• Given text:

=== Section Start ===

The A’s have won four games in a row, three of them in extra innings. They’ve hit four homers in the last three, for the first time in club history. They’ve won seven straight series, including three over teams leading their divisions. Matt Chapman is sixth in the league in wins above replacement. They currently sit 1.5 games behind Seattle for the second Wild-Card spot, 6.5 games behind the Yankees for the first, and 7.5 behind Houston for the division crown. They’ve gained seven games on the Mariners in the past 22 days; their 25-7 record since June 16 is the best in the majors; 16 of those wins have been comebacks. Things are getting weird in Oakland.
Last night brought perhaps the weirdest chapter yet. Down 10-2 to the Rangers going into the seventh, the A’s put up three in the seventh, four in the eighth, and one in the ninth to tie it up, then tacked on three more in the 10th to win it. Starting pitcher Frankie Montas, fresh off the plane from a stop in Triple-A, gave up four runs, his replacement Ryan Buchter sacrificed another five on a mere 26 pitches, and somehow Oakland still couldn’t manage to lose.

=== Section End ===

• Exercise aim:
Answer these from the text about the A's:
1. How many games behind Seattle are the A's for the second Wild-Card spot?
2. Which team were the A's trailing 10-2 going into the seventh inning?
3. On how many pitches did Ryan Buchter give up five runs?

• Data shown:
=== Section Start ===

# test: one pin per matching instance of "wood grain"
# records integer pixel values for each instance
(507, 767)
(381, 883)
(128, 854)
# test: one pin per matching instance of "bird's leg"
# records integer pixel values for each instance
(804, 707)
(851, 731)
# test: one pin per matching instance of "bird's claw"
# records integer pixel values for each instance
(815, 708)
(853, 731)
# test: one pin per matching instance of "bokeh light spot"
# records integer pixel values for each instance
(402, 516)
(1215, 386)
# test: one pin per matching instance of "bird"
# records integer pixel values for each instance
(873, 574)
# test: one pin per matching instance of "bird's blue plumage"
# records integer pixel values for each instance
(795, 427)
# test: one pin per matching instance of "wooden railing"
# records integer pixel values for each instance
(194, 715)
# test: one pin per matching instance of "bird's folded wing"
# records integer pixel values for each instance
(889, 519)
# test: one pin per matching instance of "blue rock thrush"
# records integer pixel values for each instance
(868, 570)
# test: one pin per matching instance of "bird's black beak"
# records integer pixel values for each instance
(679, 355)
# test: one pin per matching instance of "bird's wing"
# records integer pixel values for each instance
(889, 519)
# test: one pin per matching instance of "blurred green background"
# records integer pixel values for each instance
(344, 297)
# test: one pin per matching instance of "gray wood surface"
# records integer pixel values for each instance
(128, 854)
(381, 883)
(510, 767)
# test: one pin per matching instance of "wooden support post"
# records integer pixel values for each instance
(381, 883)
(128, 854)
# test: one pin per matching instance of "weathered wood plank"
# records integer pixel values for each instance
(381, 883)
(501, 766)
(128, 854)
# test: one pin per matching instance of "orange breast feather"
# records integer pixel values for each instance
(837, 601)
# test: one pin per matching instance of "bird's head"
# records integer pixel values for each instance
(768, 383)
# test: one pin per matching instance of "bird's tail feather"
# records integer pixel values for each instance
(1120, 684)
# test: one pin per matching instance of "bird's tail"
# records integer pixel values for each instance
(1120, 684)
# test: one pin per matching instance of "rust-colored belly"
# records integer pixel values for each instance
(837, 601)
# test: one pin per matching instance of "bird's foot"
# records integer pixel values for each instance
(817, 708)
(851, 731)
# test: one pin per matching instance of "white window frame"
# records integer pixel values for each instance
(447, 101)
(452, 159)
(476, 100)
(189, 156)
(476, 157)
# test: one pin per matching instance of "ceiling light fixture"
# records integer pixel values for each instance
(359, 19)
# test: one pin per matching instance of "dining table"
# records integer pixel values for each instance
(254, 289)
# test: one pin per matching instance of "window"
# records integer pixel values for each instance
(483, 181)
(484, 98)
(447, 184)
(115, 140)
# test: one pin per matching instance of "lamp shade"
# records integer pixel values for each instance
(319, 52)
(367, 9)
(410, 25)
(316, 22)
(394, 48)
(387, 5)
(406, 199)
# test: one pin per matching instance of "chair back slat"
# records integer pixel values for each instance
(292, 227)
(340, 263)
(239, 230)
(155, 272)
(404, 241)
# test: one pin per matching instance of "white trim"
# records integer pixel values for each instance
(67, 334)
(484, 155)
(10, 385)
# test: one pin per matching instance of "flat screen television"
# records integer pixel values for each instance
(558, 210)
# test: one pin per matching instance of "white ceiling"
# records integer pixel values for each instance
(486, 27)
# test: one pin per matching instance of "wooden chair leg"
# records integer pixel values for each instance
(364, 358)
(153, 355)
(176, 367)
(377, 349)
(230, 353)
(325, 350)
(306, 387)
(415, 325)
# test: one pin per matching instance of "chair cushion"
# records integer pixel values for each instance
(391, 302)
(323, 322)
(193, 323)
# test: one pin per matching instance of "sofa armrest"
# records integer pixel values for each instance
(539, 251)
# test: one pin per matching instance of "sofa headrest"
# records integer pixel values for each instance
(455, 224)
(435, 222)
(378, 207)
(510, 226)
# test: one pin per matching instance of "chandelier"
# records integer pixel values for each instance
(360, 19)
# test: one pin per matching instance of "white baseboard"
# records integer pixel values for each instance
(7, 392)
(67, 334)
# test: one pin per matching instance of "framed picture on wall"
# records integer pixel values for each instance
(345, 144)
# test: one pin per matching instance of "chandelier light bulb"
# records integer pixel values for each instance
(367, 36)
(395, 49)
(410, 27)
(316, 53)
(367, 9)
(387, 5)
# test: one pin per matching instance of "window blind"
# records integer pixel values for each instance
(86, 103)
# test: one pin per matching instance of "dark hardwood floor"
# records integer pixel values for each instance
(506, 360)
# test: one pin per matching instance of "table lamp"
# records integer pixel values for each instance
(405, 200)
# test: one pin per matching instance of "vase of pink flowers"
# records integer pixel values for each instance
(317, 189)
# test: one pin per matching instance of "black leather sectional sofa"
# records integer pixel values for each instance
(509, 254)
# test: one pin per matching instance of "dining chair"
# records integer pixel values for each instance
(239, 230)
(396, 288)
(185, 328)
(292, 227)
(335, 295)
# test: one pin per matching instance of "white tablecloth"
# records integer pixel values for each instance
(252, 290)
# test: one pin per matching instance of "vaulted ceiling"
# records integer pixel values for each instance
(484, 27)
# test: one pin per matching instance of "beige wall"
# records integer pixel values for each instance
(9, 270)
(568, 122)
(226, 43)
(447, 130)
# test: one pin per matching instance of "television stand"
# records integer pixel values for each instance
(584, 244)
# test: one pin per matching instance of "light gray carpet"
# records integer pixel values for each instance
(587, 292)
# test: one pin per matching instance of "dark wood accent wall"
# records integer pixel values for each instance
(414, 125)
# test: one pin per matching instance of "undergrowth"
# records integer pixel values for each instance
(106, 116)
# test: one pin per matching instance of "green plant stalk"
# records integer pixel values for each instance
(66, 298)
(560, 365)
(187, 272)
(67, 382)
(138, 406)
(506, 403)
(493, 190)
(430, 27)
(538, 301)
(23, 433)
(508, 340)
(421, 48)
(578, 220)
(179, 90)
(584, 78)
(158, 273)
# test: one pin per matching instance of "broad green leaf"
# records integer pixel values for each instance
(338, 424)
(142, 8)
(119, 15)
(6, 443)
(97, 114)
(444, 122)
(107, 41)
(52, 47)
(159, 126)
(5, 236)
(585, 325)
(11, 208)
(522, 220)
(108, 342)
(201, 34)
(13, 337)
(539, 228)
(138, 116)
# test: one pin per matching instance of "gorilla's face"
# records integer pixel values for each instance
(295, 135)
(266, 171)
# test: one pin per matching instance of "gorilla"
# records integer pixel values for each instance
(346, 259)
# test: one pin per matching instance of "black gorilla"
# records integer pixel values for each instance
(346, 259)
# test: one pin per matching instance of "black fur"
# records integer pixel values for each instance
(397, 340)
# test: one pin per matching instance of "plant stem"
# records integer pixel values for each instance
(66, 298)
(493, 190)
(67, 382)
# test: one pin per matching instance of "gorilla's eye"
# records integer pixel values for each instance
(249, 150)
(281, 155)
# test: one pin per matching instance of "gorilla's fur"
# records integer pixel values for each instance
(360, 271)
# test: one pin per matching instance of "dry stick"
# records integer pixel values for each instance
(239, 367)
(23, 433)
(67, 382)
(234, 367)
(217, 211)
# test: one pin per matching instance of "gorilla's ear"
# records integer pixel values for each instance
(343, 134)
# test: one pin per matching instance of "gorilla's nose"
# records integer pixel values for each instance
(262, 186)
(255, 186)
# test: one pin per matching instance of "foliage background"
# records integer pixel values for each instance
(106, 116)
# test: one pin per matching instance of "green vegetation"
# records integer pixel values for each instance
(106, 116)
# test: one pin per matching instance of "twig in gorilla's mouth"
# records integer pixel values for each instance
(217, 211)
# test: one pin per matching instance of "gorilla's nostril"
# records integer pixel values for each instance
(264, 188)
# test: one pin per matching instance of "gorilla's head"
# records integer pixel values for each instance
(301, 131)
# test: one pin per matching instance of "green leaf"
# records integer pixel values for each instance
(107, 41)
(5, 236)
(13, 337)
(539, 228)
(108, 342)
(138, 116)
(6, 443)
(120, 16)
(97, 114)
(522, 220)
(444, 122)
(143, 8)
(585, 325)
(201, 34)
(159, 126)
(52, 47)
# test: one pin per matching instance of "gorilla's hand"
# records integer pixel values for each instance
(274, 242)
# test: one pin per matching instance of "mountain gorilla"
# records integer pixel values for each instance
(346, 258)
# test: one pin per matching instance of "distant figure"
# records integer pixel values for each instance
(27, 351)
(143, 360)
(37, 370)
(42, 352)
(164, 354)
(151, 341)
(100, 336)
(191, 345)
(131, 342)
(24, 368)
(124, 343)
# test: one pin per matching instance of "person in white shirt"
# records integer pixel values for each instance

=== Section End ===

• Solution:
1. 1.5 games
2. The Rangers
3. 26 pitches